### TASK INSTRUCTIONS
Switch "marker" to "dot" in the listing lines starting at the line containing "target | fluted column" and ending at the line containing "(1242, 289)", and give those lines again with nothing else changed. Leave the pictures out of your answer.

***** RECORD EXCERPTS *****

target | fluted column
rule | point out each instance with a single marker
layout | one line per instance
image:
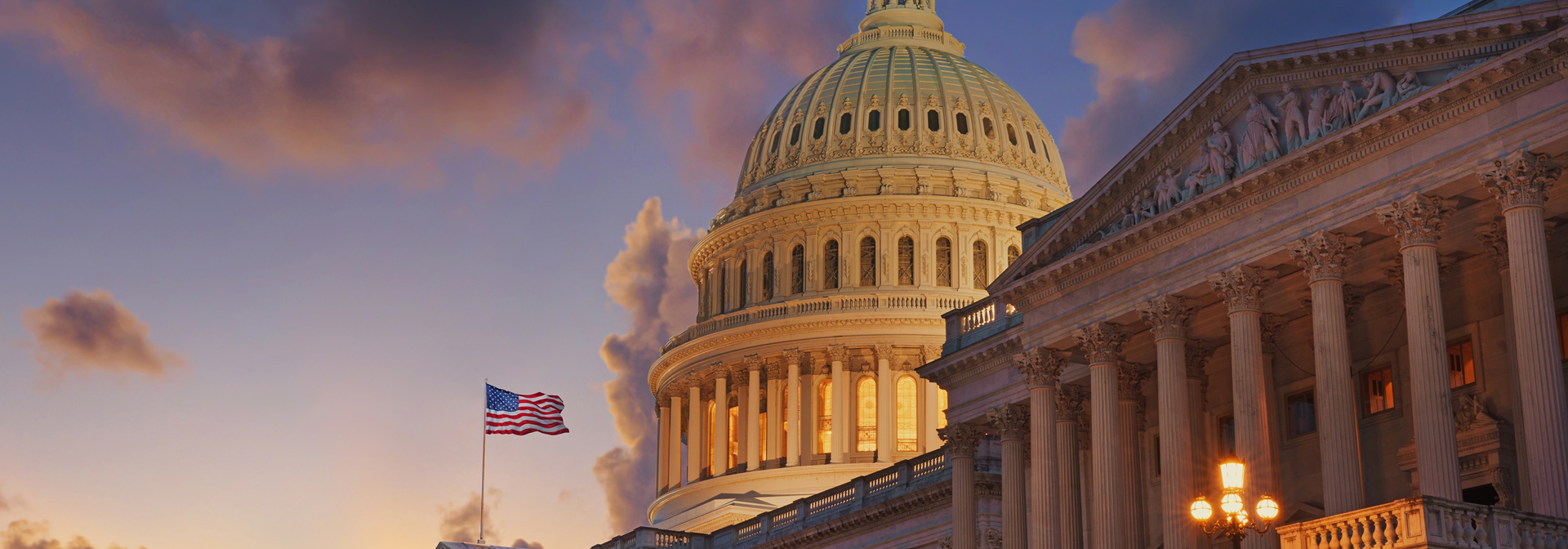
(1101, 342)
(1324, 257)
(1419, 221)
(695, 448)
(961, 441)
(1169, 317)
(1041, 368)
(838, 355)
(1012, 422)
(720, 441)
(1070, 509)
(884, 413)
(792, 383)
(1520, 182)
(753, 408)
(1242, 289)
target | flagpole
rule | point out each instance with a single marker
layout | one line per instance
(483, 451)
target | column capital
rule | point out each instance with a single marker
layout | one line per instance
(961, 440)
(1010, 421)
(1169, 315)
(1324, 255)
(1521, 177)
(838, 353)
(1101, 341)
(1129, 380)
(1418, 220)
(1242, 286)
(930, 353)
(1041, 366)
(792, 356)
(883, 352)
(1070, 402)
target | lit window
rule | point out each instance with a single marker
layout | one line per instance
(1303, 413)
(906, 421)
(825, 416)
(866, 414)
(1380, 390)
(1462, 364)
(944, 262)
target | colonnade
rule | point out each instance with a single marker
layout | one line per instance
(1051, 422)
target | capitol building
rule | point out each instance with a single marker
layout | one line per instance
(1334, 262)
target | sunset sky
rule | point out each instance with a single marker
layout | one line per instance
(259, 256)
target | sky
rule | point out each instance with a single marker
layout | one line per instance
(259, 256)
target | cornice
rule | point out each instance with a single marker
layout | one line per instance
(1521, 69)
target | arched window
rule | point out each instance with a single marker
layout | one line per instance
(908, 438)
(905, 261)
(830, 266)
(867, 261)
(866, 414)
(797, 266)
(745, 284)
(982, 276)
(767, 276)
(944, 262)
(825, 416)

*****
***** RECORD EXCERPTS *****

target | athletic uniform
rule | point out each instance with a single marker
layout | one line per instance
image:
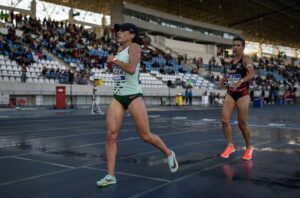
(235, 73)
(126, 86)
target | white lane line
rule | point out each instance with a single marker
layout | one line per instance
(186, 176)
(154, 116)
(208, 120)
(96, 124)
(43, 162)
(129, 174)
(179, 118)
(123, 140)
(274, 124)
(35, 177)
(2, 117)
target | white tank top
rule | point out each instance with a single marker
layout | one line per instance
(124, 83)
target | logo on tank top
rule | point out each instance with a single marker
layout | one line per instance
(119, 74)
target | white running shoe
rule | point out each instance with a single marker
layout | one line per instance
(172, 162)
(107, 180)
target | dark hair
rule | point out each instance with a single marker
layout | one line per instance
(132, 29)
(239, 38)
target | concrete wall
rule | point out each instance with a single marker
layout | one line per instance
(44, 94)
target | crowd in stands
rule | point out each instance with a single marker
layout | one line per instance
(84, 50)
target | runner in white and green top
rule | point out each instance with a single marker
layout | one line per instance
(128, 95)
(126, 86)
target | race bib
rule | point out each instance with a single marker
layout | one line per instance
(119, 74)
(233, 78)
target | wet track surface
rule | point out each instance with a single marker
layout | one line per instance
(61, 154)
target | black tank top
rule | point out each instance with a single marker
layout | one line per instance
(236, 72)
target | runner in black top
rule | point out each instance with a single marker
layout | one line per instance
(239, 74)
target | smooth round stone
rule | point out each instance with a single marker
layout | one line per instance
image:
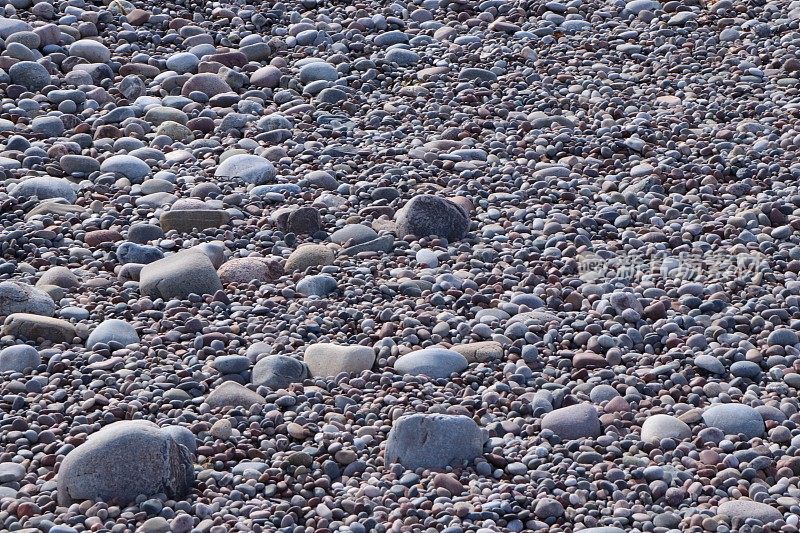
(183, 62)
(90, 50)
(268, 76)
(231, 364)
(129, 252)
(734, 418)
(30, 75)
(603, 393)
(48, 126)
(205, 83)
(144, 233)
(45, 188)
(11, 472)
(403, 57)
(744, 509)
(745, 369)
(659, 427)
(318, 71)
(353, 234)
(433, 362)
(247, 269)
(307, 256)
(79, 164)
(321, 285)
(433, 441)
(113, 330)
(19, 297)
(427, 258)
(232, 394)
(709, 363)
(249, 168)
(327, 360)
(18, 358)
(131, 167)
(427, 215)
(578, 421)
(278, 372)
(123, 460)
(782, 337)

*****

### FINAL ANSWER
target | fluted column
rule | point out each instance with a single dot
layout | one line per instance
image:
(1101, 342)
(1324, 257)
(1419, 221)
(695, 448)
(961, 441)
(1169, 317)
(1041, 368)
(838, 355)
(1012, 422)
(720, 441)
(1070, 509)
(884, 413)
(792, 383)
(1520, 182)
(753, 408)
(1242, 289)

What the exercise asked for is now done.